WORK REQUIRED: The exercise asks you to copy every line below in which "boot" appears.

::::::::::

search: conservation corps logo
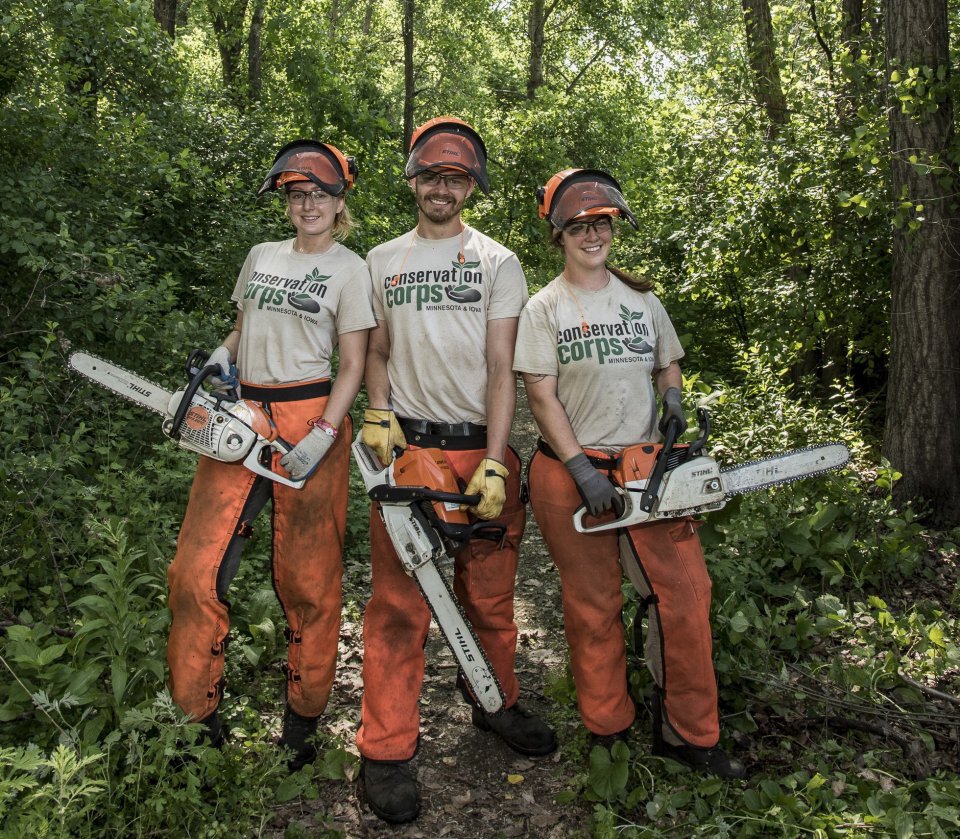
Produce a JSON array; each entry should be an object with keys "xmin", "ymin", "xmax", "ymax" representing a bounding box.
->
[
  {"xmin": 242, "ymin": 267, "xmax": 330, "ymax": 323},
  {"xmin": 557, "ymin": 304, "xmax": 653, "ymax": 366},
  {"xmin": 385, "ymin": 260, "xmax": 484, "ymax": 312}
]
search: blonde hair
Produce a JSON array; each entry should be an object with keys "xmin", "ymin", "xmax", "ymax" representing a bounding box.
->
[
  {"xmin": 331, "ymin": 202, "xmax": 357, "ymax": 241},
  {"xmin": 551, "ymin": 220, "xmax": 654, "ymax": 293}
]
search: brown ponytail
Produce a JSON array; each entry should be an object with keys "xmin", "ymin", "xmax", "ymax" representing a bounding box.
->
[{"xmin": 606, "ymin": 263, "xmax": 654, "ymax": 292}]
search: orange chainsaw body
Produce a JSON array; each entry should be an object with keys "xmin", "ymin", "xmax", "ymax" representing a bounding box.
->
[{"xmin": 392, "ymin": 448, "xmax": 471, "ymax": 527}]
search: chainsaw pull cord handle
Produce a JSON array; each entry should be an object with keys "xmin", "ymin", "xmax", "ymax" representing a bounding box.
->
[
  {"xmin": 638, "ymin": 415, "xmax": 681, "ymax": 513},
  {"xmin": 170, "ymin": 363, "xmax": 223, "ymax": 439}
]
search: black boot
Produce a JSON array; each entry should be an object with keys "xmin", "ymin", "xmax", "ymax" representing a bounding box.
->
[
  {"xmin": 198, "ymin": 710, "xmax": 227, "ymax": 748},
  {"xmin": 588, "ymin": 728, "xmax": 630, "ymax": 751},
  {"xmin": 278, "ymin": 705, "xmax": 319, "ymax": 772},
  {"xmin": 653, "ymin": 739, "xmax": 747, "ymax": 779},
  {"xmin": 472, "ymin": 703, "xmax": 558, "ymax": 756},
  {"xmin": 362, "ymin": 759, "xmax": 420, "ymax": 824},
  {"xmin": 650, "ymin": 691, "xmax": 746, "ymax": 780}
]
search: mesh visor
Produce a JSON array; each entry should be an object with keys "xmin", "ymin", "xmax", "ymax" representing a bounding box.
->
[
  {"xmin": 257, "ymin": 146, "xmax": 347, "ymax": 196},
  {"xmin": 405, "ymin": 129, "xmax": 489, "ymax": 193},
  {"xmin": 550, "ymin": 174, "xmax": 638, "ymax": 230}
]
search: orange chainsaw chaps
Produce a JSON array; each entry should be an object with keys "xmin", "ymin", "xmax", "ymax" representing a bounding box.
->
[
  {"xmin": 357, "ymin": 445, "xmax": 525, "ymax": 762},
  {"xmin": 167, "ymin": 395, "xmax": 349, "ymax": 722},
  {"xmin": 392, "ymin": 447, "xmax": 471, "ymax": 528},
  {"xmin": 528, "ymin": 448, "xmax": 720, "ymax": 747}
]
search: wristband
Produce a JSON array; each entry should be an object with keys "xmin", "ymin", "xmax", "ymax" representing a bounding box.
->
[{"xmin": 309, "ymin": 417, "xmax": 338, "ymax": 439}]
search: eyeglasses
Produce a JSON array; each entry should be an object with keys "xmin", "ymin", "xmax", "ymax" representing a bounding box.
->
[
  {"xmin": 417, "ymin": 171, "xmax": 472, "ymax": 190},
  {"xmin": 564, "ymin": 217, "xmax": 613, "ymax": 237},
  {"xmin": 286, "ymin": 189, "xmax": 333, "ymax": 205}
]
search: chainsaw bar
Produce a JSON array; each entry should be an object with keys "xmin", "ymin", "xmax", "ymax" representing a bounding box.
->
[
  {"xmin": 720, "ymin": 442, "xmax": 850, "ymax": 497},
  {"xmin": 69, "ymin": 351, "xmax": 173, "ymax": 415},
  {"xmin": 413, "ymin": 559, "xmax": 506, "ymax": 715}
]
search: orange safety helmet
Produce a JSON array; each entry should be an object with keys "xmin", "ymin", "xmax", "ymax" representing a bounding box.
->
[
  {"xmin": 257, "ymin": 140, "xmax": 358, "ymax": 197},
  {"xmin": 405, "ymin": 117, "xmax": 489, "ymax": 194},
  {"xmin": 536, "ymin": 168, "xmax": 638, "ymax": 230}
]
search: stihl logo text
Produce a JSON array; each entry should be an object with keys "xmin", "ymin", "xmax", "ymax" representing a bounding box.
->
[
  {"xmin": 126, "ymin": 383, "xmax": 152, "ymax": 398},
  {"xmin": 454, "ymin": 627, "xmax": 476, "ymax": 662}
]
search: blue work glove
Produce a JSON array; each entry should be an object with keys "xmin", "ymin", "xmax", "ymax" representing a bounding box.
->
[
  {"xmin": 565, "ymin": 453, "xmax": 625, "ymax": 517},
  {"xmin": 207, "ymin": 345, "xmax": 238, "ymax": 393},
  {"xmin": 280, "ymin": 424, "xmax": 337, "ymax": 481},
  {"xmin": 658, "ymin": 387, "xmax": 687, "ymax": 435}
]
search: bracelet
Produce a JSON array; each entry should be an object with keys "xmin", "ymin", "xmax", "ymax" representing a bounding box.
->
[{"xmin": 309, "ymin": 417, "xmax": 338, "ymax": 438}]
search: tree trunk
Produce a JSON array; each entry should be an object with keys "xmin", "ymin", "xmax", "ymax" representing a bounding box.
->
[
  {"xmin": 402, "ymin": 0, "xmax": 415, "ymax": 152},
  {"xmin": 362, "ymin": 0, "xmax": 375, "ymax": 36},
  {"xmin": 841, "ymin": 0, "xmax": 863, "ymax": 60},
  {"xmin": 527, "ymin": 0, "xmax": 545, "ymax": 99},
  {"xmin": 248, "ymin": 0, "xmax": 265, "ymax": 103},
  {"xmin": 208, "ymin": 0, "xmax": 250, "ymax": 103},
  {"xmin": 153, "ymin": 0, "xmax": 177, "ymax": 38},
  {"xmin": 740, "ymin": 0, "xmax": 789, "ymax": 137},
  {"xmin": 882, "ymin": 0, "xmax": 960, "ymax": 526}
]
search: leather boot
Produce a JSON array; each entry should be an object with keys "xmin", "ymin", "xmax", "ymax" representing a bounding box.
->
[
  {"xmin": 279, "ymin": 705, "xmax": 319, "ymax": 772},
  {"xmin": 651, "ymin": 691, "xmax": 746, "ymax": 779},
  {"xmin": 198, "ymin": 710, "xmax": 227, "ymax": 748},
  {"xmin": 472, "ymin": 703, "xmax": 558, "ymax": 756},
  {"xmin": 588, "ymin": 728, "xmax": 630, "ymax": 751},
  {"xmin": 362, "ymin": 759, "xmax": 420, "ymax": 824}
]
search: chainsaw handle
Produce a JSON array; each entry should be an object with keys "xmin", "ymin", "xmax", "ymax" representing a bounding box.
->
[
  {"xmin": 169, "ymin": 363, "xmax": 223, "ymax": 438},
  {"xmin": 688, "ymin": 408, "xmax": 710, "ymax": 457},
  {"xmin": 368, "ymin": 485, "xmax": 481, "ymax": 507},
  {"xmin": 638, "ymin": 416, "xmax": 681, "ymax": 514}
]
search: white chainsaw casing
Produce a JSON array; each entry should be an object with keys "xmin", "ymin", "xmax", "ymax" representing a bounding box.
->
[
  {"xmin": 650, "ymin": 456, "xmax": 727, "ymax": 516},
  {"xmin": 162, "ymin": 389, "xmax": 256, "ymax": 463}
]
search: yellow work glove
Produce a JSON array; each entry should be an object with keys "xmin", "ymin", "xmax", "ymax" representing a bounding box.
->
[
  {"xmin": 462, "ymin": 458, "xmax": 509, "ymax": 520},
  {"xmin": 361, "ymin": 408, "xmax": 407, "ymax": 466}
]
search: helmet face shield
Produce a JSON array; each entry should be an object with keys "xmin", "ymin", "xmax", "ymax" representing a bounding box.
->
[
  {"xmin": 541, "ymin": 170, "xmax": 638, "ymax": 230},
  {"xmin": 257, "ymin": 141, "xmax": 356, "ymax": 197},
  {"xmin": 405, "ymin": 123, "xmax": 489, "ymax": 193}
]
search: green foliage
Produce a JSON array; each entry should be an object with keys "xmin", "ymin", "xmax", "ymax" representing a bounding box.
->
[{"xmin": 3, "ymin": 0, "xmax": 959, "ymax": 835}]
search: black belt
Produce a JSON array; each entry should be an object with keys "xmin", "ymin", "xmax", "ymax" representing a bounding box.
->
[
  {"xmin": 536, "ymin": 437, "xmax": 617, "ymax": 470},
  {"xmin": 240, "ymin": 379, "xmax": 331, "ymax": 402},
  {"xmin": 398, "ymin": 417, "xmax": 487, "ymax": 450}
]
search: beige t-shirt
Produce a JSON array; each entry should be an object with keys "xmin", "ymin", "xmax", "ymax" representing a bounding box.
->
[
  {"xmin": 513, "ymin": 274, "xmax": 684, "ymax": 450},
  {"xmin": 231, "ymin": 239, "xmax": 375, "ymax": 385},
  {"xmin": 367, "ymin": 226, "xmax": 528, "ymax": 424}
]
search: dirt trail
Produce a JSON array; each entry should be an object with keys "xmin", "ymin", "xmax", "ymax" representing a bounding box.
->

::::::::::

RESPONSE TO THIS TASK:
search: black boot
search: leather boot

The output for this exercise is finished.